CALGARY, Feb. 4 /PRNewswire-FirstCall/ – Shelton Canada Corp. (“Shelton”) (TSX VENTURE:STO) is pleased to announce that it has signed a Joint Investment Activity agreement with National Joint Stock Company Chornomornaftogaz (“Chornomornaftogaz”), a 100% state owned enterprise of Ukraine, to acquire, jointly develop and operate a concession known as the Arkchangelske Field located on the west side of the Crimean Peninsula in the shallow water shelf of the Black Sea. The working interest acquired by Shelton is 50% of the entire concession. The agreement is now going through the registration process with regulatory authorities of the Ukrainian Government.

This large (87 square kilometer) concession holds a large seismically defined structure with multi zone potential for natural gas. The field is currently on production with cumulative production of 17 billion cubic feet of natural gas from a single platform in the Western portion of the structure producing from the shallow sediments of the Tortonian and middle Maikop formations. Produced gas is transported to a sales point through the Chornomornaftogaz subsea pipeline linking a number of offshore fields to the mainland. This pipeline has capacity for additional daily volumes.

The primary exploration target for the structure is the Lower Paleocene with potential for very large accumulations of natural gas (estimated potential undiscovered resources of 750 billion cubic feet gas in place). The Arkchangelske field is approximately 25 kilometres offshore with water depths of 45 metres.

This concession lies adjacent to the natural gas producing Stormovoye Field (cumulative production 170 billion cubic feet), and Golitsinske Field. Both of these fields are operated by our joint venture partner Chornomornaftogaz and produce natural gas and condensate from sediments of Maikop and Lower Paleocene age.

== DATA RECORDS ==
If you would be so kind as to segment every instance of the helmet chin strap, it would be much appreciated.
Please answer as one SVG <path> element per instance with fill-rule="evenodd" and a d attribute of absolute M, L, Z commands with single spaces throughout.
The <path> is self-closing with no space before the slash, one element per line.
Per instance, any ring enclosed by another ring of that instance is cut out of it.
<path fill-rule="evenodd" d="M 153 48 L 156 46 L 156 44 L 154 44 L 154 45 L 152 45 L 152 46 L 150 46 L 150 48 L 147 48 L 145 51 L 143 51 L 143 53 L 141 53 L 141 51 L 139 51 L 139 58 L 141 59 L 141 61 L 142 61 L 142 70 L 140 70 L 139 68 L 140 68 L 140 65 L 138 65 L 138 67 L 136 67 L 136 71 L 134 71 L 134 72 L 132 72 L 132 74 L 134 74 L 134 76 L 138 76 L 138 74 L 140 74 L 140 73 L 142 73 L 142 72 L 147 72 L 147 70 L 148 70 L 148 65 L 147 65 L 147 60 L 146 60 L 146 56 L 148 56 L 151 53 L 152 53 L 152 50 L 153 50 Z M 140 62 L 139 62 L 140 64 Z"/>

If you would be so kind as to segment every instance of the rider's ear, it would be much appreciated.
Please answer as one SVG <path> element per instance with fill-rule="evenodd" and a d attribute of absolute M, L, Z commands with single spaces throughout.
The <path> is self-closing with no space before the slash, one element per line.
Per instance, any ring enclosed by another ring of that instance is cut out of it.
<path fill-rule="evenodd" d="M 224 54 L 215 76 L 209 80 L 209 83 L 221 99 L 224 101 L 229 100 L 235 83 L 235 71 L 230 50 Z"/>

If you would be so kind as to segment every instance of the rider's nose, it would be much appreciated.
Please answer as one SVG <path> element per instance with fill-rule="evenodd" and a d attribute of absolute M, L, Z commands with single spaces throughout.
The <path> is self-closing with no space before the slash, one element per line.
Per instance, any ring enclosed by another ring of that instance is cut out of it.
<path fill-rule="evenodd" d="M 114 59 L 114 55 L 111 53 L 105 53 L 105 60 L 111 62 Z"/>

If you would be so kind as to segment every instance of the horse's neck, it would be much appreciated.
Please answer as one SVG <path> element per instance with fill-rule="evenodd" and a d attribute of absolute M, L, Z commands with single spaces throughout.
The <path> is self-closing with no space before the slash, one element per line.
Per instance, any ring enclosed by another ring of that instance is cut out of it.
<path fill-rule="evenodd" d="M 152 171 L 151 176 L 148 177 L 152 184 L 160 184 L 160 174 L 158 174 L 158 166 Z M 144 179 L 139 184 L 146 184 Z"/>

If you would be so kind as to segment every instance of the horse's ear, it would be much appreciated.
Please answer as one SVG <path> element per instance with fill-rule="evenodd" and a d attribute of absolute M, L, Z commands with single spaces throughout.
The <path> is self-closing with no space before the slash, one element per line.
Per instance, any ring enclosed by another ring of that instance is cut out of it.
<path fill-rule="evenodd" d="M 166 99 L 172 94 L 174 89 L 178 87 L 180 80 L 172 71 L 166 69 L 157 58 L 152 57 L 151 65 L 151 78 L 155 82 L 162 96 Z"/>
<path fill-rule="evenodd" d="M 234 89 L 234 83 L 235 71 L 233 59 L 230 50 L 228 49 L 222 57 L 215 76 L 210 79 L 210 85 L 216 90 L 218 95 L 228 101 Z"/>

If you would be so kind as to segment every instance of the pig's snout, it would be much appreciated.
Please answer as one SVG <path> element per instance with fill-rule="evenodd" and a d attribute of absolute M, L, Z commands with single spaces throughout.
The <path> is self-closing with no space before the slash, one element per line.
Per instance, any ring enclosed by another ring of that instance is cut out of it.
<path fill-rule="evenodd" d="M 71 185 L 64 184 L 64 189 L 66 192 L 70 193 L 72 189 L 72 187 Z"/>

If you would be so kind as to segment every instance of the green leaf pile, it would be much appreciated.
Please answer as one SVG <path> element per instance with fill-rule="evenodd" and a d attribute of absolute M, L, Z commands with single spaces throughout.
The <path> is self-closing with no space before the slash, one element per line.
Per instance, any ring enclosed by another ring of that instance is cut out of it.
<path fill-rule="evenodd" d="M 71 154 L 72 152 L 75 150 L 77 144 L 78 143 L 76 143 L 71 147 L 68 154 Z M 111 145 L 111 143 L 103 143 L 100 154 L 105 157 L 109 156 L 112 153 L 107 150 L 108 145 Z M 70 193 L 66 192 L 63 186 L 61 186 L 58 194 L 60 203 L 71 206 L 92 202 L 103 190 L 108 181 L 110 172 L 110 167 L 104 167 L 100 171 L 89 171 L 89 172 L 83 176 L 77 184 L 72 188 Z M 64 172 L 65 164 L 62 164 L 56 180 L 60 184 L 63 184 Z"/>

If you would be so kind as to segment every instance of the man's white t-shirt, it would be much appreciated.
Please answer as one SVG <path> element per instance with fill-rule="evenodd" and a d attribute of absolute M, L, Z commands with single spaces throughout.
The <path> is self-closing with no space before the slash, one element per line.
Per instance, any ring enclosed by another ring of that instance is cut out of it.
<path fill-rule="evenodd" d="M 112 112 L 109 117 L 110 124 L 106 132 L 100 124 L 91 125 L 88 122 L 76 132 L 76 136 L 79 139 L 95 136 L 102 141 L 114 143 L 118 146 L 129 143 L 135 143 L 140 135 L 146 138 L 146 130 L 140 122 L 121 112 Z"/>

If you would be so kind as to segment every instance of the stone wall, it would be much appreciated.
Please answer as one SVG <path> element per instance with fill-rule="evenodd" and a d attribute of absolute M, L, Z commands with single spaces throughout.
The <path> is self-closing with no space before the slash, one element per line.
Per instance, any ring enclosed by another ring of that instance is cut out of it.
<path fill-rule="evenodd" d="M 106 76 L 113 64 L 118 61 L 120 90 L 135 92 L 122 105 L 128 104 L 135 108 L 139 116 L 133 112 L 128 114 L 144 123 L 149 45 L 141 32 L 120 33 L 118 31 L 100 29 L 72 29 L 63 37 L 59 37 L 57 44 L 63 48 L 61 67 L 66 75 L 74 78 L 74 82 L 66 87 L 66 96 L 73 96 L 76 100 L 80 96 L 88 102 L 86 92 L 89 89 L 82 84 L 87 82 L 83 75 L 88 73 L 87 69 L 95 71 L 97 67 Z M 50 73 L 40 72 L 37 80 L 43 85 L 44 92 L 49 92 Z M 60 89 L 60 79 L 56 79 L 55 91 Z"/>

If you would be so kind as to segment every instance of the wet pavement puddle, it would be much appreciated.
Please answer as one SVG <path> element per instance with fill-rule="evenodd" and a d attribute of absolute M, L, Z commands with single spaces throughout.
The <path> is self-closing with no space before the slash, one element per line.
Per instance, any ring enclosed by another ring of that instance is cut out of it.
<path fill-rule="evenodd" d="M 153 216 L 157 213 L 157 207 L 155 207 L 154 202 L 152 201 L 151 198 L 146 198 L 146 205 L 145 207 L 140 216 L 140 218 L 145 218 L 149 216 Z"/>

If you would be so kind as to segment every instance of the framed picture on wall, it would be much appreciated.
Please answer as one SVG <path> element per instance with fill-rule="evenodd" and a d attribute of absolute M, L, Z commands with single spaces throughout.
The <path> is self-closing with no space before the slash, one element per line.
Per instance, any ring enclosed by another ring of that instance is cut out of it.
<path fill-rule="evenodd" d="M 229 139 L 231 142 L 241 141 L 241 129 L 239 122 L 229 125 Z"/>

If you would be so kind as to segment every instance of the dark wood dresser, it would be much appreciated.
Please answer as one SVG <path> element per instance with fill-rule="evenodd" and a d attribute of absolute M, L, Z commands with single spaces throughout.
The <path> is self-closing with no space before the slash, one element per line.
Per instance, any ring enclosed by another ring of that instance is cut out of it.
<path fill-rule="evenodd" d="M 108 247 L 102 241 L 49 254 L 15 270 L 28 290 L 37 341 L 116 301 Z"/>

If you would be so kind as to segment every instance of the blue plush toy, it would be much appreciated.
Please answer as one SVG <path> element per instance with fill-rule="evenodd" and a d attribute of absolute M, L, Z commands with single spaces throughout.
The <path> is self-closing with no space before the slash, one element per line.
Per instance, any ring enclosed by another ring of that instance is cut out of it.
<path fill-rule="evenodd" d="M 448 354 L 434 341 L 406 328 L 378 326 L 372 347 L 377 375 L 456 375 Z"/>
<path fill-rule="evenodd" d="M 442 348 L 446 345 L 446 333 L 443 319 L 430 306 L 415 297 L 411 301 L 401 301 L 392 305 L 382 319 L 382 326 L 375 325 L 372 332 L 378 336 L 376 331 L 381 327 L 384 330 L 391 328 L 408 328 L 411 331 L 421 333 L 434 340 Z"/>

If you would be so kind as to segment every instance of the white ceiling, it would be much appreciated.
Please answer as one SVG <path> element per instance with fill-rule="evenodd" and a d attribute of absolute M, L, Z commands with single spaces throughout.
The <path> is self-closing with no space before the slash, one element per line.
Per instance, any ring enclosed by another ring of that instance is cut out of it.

== DIRECTIVE 1 ==
List every natural gas field that the press release mentions by name.
== DIRECTIVE 2 ==
Replace "adjacent" with "next" and write out the press release from "The primary exploration" up to and including "Lower Paleocene age.".
The entries are separate material that has nothing to do with the press release.

== FULL RESPONSE 1 ==
Arkchangelske Field, Stormovoye Field, Golitsinske Field

== FULL RESPONSE 2 ==
The primary exploration target for the structure is the Lower Paleocene with potential for very large accumulations of natural gas (estimated potential undiscovered resources of 750 billion cubic feet gas in place). The Arkchangelske field is approximately 25 kilometres offshore with water depths of 45 metres.

This concession lies next to the natural gas producing Stormovoye Field (cumulative production 170 billion cubic feet), and Golitsinske Field. Both of these fields are operated by our joint venture partner Chornomornaftogaz and produce natural gas and condensate from sediments of Maikop and Lower Paleocene age.